> [RECORDS FOR THE EXERCISE]
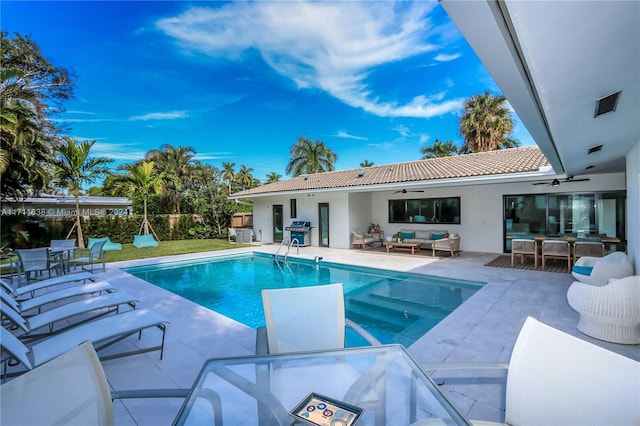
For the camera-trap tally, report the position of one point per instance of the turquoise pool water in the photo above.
(395, 307)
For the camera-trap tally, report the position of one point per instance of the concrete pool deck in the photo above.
(483, 329)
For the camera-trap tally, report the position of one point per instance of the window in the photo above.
(293, 206)
(425, 210)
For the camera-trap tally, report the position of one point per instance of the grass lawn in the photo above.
(169, 248)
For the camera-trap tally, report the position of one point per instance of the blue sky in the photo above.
(240, 82)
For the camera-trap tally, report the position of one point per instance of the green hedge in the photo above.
(23, 231)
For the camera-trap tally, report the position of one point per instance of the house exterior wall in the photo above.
(633, 205)
(481, 226)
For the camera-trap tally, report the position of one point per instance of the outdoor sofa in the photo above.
(435, 240)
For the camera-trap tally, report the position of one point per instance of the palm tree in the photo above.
(310, 157)
(244, 178)
(439, 149)
(73, 168)
(141, 179)
(486, 123)
(228, 173)
(273, 177)
(174, 165)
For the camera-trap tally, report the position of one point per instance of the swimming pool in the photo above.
(395, 307)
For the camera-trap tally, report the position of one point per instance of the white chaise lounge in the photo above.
(558, 379)
(38, 302)
(102, 333)
(72, 389)
(32, 288)
(89, 308)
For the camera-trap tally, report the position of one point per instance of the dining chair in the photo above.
(36, 261)
(524, 247)
(63, 251)
(556, 249)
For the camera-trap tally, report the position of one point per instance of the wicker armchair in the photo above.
(610, 312)
(598, 270)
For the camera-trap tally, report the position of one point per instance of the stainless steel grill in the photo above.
(299, 230)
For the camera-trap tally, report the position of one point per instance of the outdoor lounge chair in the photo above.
(72, 389)
(108, 244)
(34, 262)
(87, 257)
(142, 241)
(305, 319)
(558, 379)
(102, 332)
(23, 306)
(32, 288)
(101, 305)
(610, 312)
(598, 270)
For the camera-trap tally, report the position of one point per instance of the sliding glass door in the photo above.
(565, 215)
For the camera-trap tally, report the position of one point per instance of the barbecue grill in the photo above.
(299, 230)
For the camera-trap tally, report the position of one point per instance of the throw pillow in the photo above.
(582, 270)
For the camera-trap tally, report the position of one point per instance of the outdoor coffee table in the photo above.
(393, 245)
(261, 390)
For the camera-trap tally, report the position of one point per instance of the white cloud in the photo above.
(332, 46)
(444, 57)
(172, 115)
(118, 151)
(344, 135)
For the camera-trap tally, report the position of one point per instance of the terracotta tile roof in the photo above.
(515, 160)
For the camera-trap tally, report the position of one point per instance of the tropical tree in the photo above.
(228, 173)
(439, 149)
(244, 178)
(141, 179)
(486, 123)
(174, 165)
(31, 90)
(273, 177)
(73, 168)
(310, 157)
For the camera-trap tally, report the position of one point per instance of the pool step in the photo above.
(393, 313)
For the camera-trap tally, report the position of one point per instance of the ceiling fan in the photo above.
(556, 182)
(404, 191)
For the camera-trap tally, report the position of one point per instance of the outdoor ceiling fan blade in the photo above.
(578, 180)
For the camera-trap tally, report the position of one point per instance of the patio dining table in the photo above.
(329, 387)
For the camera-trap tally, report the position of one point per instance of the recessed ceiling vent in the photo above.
(594, 149)
(607, 104)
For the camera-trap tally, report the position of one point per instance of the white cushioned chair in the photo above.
(598, 270)
(610, 312)
(362, 240)
(554, 378)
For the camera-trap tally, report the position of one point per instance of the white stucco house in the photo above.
(571, 70)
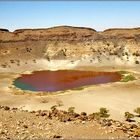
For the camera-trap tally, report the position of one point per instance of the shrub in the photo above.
(104, 112)
(137, 62)
(71, 109)
(53, 107)
(127, 78)
(128, 116)
(137, 110)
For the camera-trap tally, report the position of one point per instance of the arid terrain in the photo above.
(77, 48)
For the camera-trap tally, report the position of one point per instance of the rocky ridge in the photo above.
(112, 46)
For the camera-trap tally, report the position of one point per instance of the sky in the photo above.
(99, 15)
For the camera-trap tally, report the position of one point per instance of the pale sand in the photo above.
(117, 97)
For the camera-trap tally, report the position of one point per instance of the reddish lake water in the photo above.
(63, 79)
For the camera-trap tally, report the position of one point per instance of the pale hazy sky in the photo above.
(99, 15)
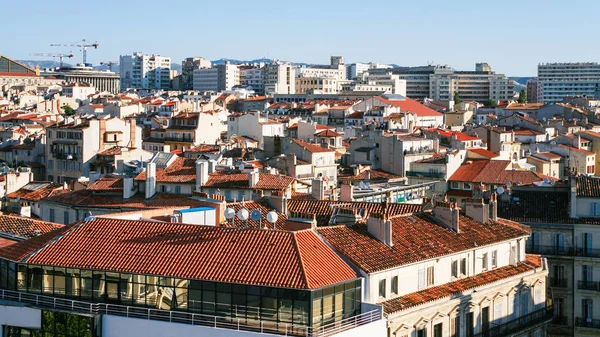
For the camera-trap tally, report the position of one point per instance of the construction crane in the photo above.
(109, 64)
(53, 55)
(83, 44)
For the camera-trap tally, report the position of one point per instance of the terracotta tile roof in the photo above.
(323, 209)
(36, 191)
(588, 186)
(484, 153)
(107, 183)
(314, 148)
(298, 260)
(182, 170)
(328, 133)
(410, 105)
(25, 227)
(266, 181)
(446, 290)
(416, 238)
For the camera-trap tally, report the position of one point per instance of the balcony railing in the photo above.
(232, 323)
(587, 285)
(437, 175)
(558, 282)
(587, 323)
(520, 324)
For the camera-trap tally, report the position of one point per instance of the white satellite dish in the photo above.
(256, 215)
(243, 214)
(229, 213)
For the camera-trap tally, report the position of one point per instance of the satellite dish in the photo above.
(256, 215)
(229, 213)
(243, 214)
(272, 217)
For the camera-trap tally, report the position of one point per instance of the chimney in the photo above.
(318, 189)
(150, 180)
(447, 214)
(132, 132)
(381, 228)
(94, 176)
(493, 207)
(347, 192)
(253, 178)
(128, 189)
(477, 210)
(201, 174)
(102, 126)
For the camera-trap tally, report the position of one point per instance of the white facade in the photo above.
(558, 80)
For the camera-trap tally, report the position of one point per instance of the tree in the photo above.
(522, 96)
(68, 110)
(490, 103)
(457, 99)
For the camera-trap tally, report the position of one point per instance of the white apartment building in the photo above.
(279, 78)
(558, 80)
(144, 71)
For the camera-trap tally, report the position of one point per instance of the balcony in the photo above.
(520, 324)
(587, 323)
(558, 282)
(587, 285)
(436, 175)
(220, 322)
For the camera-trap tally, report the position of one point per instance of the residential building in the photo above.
(144, 71)
(187, 70)
(559, 80)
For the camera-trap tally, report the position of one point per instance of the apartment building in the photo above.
(468, 276)
(145, 71)
(564, 223)
(279, 78)
(559, 80)
(71, 146)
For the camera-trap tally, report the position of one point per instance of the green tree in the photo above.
(68, 110)
(522, 96)
(457, 99)
(490, 103)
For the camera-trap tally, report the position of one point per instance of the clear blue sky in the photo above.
(512, 36)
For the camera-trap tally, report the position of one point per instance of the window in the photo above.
(484, 261)
(454, 268)
(382, 288)
(430, 276)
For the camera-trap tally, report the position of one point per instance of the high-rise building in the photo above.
(143, 71)
(187, 70)
(559, 80)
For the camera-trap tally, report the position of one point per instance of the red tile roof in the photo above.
(416, 238)
(298, 260)
(182, 170)
(25, 227)
(531, 263)
(266, 181)
(410, 105)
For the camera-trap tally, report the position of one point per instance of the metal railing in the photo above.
(240, 324)
(587, 323)
(519, 324)
(587, 285)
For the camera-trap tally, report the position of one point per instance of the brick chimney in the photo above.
(380, 227)
(150, 180)
(447, 214)
(477, 210)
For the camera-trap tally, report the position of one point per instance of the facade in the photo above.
(144, 71)
(559, 80)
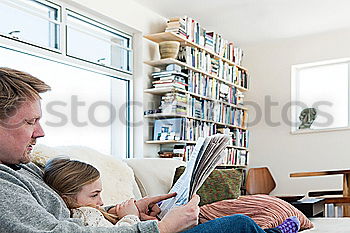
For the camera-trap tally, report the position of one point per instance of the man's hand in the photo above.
(126, 208)
(148, 207)
(181, 218)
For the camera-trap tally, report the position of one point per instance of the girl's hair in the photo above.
(67, 177)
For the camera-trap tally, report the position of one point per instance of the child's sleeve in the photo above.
(128, 220)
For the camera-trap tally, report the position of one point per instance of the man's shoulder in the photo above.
(19, 170)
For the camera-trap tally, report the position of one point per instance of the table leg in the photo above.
(346, 193)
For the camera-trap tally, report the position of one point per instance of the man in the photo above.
(27, 203)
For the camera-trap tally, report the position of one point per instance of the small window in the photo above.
(31, 21)
(320, 96)
(97, 43)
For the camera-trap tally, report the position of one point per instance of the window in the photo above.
(87, 63)
(94, 42)
(31, 21)
(39, 22)
(325, 88)
(75, 112)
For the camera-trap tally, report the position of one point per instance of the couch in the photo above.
(146, 177)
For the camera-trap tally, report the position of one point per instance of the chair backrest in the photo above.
(260, 181)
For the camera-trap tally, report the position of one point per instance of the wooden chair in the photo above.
(335, 198)
(259, 181)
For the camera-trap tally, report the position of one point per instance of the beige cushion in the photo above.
(154, 175)
(117, 177)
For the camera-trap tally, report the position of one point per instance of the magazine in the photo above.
(206, 155)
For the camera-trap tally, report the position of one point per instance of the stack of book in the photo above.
(209, 41)
(172, 79)
(230, 115)
(174, 103)
(192, 30)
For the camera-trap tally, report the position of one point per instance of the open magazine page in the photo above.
(212, 157)
(206, 155)
(182, 185)
(198, 163)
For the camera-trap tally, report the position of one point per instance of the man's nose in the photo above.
(38, 132)
(100, 202)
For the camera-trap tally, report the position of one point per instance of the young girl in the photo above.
(80, 187)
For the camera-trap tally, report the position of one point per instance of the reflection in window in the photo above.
(81, 109)
(97, 43)
(31, 21)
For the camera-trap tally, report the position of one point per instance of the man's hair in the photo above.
(17, 87)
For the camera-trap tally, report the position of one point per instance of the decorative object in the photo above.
(307, 117)
(169, 49)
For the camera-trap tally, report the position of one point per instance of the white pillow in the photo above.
(117, 177)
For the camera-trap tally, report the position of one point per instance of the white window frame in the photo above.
(295, 94)
(27, 8)
(59, 56)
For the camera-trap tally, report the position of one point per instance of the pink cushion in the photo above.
(266, 211)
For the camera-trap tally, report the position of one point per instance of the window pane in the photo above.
(94, 43)
(32, 22)
(325, 83)
(81, 109)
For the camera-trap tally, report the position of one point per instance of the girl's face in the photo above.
(90, 194)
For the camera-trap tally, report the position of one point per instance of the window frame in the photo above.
(102, 26)
(17, 4)
(295, 69)
(61, 57)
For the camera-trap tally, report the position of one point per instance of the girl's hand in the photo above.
(127, 208)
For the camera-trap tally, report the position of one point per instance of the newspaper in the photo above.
(205, 156)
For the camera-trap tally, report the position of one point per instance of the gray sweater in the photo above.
(28, 205)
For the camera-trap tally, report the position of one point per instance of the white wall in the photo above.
(270, 68)
(137, 19)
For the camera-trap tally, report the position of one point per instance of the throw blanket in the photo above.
(266, 211)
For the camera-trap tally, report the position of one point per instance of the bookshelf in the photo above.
(207, 100)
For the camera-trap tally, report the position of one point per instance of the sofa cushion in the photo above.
(117, 177)
(154, 175)
(266, 211)
(221, 184)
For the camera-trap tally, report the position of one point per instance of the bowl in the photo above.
(169, 49)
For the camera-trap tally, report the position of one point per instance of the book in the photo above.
(206, 155)
(168, 129)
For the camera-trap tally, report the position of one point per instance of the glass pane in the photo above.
(325, 83)
(95, 44)
(28, 26)
(74, 113)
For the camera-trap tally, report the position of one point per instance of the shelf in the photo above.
(167, 36)
(160, 115)
(187, 142)
(170, 141)
(230, 165)
(163, 62)
(162, 91)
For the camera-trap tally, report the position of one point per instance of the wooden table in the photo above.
(310, 207)
(346, 186)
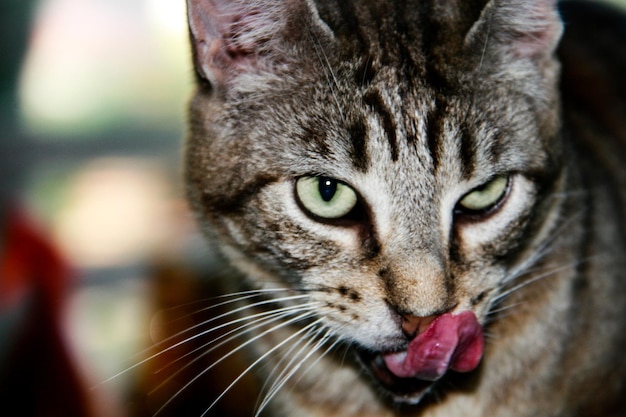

> [INSTRUCTIONS FOR THE TASK]
Show each line of the material above that contains the string "facade", treating uppercase and lowercase letters as different.

> [REPLY TO THE EXERCISE]
For the camera-trap tally, report the position of one point per instance of the white facade in the photo above.
For the camera-trap tally, report the position of one point per instance of the facade in the photo above.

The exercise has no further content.